TASK OBJECTIVE: How many lines in the entries below include the word "overcast"? Respond with the number only.

═════ DATA PROVIDED ═════

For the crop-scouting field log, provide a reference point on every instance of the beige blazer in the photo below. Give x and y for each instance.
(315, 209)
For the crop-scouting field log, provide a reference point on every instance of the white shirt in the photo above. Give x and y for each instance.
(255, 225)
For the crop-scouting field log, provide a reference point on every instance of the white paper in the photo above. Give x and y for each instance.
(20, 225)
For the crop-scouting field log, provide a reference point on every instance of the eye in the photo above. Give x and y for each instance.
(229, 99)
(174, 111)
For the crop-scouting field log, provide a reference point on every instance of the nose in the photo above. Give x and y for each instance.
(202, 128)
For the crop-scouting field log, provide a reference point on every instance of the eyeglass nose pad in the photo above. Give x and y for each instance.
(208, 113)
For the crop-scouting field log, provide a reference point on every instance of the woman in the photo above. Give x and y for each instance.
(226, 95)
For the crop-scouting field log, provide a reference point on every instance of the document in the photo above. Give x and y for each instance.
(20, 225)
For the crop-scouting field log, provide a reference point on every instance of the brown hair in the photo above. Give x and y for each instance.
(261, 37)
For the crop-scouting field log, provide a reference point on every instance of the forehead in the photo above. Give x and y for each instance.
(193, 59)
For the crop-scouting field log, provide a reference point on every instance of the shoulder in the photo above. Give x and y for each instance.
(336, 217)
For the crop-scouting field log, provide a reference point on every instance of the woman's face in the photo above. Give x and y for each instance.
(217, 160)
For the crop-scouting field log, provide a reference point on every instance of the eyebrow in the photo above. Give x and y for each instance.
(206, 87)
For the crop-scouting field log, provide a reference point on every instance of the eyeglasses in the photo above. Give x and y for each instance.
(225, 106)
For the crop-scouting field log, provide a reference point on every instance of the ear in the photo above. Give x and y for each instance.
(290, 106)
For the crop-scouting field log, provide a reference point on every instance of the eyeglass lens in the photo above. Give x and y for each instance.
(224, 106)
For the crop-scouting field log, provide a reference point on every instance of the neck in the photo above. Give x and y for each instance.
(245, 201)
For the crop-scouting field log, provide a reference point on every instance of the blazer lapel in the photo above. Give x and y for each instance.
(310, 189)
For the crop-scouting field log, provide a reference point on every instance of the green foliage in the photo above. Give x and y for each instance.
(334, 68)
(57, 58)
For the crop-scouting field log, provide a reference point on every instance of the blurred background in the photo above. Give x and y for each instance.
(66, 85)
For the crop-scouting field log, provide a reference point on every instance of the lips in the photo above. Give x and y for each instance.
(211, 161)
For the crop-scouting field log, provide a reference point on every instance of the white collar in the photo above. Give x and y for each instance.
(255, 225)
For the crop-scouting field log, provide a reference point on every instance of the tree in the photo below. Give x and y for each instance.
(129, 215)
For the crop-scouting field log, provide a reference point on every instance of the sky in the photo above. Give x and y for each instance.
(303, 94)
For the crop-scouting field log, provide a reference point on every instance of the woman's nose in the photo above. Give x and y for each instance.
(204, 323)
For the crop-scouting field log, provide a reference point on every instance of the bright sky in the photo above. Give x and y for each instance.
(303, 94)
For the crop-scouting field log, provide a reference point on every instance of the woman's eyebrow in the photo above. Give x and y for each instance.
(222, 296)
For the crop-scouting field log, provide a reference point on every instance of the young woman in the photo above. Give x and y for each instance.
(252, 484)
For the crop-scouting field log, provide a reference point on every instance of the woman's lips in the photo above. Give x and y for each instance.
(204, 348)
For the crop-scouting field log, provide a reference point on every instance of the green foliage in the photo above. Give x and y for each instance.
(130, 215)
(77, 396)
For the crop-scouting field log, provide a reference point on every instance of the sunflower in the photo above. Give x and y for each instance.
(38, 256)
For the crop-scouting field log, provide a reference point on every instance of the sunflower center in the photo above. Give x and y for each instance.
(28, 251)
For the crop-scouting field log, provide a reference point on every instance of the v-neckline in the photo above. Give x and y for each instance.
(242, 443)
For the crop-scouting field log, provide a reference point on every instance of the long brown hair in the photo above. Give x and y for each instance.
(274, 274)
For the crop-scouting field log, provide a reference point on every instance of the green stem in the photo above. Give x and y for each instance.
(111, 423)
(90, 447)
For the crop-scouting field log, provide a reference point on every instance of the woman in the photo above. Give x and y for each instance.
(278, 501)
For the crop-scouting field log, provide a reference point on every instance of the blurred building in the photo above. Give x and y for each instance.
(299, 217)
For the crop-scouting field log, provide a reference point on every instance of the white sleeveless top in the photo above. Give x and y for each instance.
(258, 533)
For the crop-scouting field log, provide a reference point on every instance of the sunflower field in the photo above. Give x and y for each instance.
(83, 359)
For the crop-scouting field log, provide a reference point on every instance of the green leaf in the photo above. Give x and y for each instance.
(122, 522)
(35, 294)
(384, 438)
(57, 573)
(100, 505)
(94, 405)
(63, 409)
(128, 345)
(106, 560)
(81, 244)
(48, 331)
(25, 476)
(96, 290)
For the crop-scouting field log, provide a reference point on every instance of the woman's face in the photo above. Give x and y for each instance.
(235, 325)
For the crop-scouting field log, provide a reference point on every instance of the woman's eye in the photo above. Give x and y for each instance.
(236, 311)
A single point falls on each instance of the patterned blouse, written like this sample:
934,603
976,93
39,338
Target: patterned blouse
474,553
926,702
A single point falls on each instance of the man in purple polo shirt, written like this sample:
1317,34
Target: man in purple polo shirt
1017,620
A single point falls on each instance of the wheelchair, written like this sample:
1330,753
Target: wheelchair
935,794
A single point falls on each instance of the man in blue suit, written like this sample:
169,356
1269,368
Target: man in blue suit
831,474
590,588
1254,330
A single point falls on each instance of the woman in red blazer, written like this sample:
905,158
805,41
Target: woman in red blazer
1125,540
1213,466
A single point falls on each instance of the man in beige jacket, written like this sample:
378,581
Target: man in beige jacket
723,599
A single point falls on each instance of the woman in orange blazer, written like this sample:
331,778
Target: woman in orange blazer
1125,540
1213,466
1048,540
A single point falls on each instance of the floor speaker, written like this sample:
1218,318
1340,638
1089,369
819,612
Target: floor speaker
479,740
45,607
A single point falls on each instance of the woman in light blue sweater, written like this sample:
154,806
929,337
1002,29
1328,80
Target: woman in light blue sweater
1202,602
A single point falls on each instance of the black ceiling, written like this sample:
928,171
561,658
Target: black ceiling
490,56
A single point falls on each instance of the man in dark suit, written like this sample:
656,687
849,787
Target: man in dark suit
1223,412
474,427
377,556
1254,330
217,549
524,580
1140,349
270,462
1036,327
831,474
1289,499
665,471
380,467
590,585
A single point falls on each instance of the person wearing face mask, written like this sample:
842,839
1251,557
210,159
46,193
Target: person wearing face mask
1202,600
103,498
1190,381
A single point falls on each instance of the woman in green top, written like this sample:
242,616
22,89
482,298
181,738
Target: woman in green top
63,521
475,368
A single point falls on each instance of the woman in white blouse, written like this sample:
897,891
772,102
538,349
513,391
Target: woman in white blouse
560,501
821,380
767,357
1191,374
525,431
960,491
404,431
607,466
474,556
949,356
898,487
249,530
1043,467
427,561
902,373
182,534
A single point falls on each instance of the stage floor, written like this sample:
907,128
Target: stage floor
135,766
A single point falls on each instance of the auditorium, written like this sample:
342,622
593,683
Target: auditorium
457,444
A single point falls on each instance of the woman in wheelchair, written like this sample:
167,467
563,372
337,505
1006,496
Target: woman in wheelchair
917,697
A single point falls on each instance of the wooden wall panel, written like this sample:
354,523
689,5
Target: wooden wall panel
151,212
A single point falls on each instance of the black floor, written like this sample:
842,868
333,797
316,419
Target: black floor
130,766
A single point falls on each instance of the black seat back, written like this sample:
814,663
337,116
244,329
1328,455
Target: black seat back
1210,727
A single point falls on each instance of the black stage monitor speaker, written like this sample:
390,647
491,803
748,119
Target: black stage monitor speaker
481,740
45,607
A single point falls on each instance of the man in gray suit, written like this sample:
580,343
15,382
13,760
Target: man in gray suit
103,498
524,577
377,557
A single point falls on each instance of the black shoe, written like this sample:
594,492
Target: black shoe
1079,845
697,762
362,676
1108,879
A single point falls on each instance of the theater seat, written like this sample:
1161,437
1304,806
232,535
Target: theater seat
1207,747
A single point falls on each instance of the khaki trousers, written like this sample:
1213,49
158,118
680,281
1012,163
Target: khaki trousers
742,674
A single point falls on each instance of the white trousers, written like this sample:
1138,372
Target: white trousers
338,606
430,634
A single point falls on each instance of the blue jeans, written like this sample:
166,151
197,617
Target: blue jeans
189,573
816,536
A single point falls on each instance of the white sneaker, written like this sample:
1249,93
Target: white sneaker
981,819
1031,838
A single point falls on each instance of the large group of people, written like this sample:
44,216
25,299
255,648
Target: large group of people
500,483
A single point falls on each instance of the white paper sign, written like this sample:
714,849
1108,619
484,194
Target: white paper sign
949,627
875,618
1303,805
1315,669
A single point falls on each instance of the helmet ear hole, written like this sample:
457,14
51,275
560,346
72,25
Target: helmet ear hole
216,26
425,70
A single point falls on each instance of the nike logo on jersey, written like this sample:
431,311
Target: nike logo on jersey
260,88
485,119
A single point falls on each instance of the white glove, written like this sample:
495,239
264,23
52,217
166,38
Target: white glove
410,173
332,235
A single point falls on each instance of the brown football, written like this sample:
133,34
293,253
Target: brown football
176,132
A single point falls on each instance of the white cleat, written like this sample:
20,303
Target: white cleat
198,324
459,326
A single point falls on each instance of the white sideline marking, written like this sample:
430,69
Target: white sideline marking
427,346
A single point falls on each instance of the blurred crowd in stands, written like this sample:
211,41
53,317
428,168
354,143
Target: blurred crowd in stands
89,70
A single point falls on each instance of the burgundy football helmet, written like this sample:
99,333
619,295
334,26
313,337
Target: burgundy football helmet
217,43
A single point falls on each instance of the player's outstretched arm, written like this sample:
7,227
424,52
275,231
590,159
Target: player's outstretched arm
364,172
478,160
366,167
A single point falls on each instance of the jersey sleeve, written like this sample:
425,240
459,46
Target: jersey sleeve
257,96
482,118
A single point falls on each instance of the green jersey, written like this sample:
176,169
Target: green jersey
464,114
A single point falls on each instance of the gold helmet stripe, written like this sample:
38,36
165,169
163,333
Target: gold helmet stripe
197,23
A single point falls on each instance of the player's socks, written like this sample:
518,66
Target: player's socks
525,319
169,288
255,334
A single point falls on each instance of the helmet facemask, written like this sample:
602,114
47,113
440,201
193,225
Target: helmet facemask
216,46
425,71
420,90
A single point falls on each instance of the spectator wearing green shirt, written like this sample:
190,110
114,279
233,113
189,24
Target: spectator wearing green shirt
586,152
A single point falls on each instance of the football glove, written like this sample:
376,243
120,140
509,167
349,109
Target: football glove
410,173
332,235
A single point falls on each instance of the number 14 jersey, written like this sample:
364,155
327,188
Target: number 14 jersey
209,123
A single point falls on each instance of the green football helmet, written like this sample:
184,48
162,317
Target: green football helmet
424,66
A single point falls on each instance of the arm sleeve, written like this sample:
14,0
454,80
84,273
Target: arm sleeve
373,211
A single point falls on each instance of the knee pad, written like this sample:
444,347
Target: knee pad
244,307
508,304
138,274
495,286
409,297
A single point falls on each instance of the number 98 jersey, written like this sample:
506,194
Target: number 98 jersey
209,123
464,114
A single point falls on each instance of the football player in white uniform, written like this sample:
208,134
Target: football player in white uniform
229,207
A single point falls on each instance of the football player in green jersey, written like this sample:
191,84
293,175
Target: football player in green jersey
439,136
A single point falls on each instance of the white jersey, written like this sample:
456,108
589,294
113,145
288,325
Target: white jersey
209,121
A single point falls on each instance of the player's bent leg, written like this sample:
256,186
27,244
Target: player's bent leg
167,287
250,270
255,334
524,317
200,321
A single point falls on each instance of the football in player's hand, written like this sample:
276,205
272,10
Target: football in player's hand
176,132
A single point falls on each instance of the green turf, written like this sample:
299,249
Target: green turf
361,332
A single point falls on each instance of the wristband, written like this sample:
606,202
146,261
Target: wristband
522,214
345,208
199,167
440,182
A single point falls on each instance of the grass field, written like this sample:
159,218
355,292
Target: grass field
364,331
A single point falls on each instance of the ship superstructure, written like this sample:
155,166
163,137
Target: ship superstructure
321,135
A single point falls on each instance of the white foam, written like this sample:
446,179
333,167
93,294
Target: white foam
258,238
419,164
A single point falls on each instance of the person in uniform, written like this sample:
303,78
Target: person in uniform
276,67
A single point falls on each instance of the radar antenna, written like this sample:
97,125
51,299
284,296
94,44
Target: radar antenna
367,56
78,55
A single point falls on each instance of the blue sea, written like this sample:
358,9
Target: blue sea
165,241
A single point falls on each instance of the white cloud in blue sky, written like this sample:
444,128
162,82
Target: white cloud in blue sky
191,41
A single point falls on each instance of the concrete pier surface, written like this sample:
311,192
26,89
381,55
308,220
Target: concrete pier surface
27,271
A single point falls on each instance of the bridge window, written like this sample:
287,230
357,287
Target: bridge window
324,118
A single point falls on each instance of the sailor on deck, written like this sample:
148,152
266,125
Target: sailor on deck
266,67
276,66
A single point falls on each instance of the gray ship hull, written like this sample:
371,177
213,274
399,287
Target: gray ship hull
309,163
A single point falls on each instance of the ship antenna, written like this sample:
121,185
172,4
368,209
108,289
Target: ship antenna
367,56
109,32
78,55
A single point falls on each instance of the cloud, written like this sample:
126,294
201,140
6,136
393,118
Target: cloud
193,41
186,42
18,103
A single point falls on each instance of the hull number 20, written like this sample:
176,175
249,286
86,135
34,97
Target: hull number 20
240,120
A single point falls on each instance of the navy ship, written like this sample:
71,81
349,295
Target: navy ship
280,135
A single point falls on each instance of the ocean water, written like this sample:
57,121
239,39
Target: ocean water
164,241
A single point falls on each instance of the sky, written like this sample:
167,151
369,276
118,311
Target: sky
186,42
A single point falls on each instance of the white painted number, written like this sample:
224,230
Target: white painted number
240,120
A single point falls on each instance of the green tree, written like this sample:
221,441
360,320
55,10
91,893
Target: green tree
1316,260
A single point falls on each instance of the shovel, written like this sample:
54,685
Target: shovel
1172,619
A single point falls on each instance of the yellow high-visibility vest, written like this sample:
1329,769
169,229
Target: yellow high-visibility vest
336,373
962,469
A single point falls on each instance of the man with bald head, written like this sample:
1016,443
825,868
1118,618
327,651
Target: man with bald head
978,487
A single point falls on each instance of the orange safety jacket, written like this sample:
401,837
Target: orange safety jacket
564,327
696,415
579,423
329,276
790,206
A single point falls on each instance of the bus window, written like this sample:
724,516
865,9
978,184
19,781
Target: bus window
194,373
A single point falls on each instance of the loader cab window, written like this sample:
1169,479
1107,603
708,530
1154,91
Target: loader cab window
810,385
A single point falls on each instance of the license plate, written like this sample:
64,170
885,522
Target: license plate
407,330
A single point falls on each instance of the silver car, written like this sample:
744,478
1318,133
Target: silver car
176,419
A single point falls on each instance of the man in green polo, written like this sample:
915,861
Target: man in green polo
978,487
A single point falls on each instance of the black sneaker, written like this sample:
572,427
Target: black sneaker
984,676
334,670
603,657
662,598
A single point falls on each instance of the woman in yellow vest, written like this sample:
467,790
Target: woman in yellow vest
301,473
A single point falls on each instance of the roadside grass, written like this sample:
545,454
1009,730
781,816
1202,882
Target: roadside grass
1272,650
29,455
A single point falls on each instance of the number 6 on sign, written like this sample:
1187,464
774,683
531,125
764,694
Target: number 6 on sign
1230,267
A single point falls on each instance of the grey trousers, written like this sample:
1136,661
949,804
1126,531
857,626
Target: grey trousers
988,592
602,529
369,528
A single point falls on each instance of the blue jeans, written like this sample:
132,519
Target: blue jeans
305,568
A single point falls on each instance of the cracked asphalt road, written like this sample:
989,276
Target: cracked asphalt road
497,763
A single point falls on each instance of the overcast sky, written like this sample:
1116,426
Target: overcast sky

═════

OUTPUT OF THE EXERCISE: 2